** start of Data for processing **
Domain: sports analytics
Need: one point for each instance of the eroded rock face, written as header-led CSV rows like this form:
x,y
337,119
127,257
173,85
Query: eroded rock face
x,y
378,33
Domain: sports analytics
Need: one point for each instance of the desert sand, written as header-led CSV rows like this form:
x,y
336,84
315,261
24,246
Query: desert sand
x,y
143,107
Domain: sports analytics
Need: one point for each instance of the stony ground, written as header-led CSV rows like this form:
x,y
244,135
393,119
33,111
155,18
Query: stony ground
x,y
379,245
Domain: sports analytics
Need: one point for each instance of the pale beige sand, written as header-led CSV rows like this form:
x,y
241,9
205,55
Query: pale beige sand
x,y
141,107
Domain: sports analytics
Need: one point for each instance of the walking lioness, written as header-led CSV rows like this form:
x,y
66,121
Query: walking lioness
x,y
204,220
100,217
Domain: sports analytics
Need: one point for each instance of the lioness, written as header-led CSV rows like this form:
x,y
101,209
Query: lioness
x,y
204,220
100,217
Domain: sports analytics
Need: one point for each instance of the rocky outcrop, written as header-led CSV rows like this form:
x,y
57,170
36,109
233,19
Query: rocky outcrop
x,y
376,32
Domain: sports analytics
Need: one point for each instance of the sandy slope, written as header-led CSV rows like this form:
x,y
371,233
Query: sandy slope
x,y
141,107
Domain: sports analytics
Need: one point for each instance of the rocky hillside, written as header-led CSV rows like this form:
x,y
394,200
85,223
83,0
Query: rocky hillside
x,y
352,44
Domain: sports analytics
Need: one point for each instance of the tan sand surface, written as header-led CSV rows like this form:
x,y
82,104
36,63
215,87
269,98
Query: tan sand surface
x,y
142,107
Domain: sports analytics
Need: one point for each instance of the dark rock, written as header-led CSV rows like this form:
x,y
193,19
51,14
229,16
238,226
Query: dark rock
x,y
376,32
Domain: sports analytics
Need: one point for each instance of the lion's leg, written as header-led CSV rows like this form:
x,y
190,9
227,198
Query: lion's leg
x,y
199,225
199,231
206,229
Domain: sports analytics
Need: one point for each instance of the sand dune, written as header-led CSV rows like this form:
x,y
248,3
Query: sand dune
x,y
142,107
** end of Data for processing **
** start of Data for processing **
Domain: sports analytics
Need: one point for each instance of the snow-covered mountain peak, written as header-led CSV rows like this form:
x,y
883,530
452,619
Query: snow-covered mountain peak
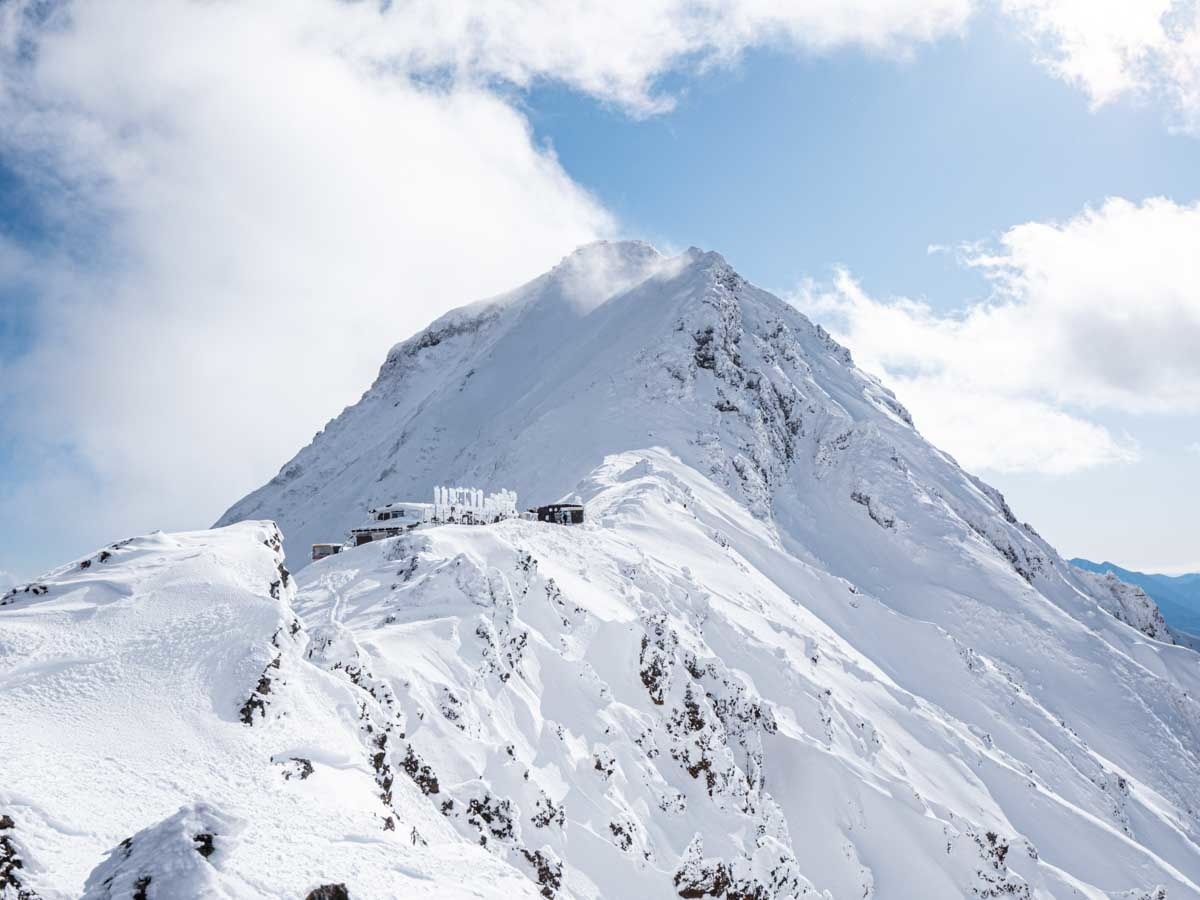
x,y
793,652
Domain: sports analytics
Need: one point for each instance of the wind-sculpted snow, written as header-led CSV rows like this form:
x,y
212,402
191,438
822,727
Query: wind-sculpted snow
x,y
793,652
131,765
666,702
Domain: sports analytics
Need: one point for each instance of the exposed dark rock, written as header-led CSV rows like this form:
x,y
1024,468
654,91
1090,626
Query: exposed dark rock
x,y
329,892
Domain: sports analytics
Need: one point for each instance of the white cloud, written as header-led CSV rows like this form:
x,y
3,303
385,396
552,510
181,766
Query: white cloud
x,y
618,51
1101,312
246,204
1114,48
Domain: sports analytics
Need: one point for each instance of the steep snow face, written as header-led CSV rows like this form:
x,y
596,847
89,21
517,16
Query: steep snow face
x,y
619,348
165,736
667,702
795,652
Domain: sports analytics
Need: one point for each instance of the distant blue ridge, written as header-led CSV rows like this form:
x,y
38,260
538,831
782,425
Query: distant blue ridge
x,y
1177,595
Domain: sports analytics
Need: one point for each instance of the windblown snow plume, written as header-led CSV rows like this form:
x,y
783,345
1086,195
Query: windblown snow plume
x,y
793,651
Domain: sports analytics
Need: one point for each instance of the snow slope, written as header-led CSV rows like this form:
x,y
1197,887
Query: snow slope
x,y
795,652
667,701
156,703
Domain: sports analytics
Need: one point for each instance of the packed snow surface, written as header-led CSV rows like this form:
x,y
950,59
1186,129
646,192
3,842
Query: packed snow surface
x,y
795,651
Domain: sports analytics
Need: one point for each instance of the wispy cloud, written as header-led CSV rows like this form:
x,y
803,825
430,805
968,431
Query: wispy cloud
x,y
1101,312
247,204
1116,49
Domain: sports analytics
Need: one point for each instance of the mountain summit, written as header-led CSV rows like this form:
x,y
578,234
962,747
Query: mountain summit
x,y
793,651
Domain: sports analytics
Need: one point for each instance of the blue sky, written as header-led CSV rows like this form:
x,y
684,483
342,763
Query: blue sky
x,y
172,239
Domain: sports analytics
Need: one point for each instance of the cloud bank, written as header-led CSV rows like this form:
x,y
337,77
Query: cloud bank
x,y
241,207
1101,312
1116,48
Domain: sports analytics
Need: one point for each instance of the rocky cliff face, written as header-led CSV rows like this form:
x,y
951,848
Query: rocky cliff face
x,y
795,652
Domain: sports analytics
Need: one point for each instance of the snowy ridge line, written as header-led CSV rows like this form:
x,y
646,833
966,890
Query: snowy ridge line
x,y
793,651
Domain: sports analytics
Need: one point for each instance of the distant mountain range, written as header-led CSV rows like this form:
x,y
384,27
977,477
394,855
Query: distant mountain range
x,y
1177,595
** end of Data for processing **
_Problem statement_
Find each line of the records that contains the string "snowy" and copy those lines.

_Response_
Need: one point for each instance of the snowy ridge line, written as header-led CSV rows like this form:
Query: snowy ridge line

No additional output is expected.